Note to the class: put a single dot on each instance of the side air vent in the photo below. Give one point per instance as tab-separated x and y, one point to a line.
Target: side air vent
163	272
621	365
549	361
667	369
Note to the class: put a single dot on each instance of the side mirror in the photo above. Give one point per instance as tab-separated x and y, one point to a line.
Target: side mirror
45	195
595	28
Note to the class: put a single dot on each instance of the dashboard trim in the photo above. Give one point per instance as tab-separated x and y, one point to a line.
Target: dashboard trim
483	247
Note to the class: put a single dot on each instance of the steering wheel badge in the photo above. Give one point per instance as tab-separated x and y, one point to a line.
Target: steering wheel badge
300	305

## What you have to do
Reproduce the entire listing above line for line, without changing a single character.

## Result for this exercise
Note to the class: put a single dot on each instance of the side air vent in the photo below. Give one point per instance as tab-separated x and y, one point to a line.
Target: side air vent
163	272
621	365
549	361
667	369
Note to the class: put a single dot on each instance of the side mirror in the photo above. Give one point per instance as tab-separated x and y, one point to a line.
Target: side mirror
45	195
595	28
Note to the class: put a single dot on each instance of the dashboard trim in the photo above. Give one point per instance as tab-separated x and y, one point to a line.
Target: dashboard trim
483	247
Note to the class: put a single dot on each instance of the steering wheel badge in the photo above. Give one point per instance as tab-separated x and y, one point to a line.
Target: steering wheel badge
300	305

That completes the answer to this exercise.